**GIVEN PASSAGE**
════════════════
Holocaust Victim Assets Litigation
ORDER denying 13 motion to alter judgment and denying request for a stay. Ordered by Judge Edward R. Korman on 5/30/2014. (Taffet, Eric)
UNITED STATES DISTRICT COURT
EASTERN DISTRICT OF NEW YORK
NOT FOR PUBLICATION
IN RE HOLOCAUST VICTIM ASSETS
MEMORANDUM & ORDER
-----------------------------------------------------This Document Relates to: All Cases
14-CV-00890 (ERK) (JO)
96-CV-04849 (ERK) (JO)
I have received a request, dated May 21, 2014, on behalf of the Conference on Jewish
Material Claims Against Germany (“Claims Conference”) for approval of the budget for the vital
humanitarian services to be provided in 2014 from funds allocated for the neediest victims of
Nazi persecution from the Swiss Banks Settlement Fund to some of the 70,000 destitute elderly
Jewish Victims of Nazi persecution living in the United, Israel, and other countries other than the
former Soviet Union (“FSU”). Some background discussion is necessary to place in context this
application and the objection to any allocation for the benefit of these victims.
════════════════
**REQUIRED WORK**
**1)** Copy the records word for word, from the line containing "Exercise. Mark the small" through the last line of the records, including both of those lines.
**2)** Carry on writing the court order on the Holocaust victim assets budget request, starting right after its last sentence.

**Dataset excerpts on object pointing**
════════════════
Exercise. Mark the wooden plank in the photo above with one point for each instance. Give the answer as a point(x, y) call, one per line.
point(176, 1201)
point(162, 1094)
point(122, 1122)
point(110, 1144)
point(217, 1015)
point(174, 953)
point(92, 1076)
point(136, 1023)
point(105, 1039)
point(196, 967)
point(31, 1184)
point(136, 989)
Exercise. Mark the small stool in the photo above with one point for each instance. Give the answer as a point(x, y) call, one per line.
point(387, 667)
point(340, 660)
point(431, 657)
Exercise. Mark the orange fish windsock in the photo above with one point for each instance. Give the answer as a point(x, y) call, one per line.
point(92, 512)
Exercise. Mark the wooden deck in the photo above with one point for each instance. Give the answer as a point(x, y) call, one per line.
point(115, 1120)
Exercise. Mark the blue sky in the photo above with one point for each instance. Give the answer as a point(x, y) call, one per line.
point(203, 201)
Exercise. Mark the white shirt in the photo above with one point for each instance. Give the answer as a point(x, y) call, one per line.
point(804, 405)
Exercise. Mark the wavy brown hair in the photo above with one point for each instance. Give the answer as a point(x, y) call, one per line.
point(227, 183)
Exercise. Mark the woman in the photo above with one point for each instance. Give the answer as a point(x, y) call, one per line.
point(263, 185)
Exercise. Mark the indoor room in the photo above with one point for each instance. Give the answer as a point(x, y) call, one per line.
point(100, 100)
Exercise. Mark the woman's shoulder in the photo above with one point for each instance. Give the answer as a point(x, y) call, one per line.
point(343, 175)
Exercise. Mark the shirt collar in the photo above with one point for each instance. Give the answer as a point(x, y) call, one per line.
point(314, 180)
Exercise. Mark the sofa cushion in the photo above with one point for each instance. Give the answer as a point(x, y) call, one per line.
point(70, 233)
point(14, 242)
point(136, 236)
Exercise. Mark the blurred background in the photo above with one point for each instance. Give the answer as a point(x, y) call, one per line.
════════════════
**WRITTEN ANSWERS**
**1)**
Exercise. Mark the small stool in the photo above with one point for each instance. Give the answer as a point(x, y) call, one per line.
point(387, 667)
point(340, 660)
point(431, 657)
Exercise. Mark the orange fish windsock in the photo above with one point for each instance. Give the answer as a point(x, y) call, one per line.
point(92, 512)
Exercise. Mark the wooden deck in the photo above with one point for each instance. Give the answer as a point(x, y) call, one per line.
point(115, 1120)
Exercise. Mark the blue sky in the photo above with one point for each instance. Give the answer as a point(x, y) call, one per line.
point(203, 201)
Exercise. Mark the white shirt in the photo above with one point for each instance. Give the answer as a point(x, y) call, one per line.
point(804, 405)
Exercise. Mark the wavy brown hair in the photo above with one point for each instance. Give the answer as a point(x, y) call, one per line.
point(227, 183)
Exercise. Mark the woman in the photo above with one point for each instance. Give the answer as a point(x, y) call, one per line.
point(263, 185)
Exercise. Mark the indoor room in the photo above with one point for each instance. Give the answer as a point(x, y) call, one per line.
point(100, 100)
Exercise. Mark the woman's shoulder in the photo above with one point for each instance. Give the answer as a point(x, y) call, one per line.
point(343, 175)
Exercise. Mark the shirt collar in the photo above with one point for each instance. Give the answer as a point(x, y) call, one per line.
point(314, 180)
Exercise. Mark the sofa cushion in the photo above with one point for each instance. Give the answer as a point(x, y) call, one per line.
point(70, 233)
point(14, 242)
point(136, 236)
Exercise. Mark the blurred background in the photo above with one point for each instance. Give the answer as a point(x, y) call, one per line.

**2)**
This application involves an issue that has arisen on more than one occasion with respect
to the $1.25 billion settlement of the class action against the largest Swiss banks, Credit Suisse,
Union Bank of Switzerland and the Swiss Bank Corporation (the latter two of which merged
during the course of litigation). The background of the case and settlement is set out in In re
Holocaust Victim Assets Litig., 105 F. Supp. 2d. 139 (E.D.N.Y. 2000), and a discussion of some
of the post-settlement issues may be found at In re Holocaust Victim Assets Litig., 302 F. Supp.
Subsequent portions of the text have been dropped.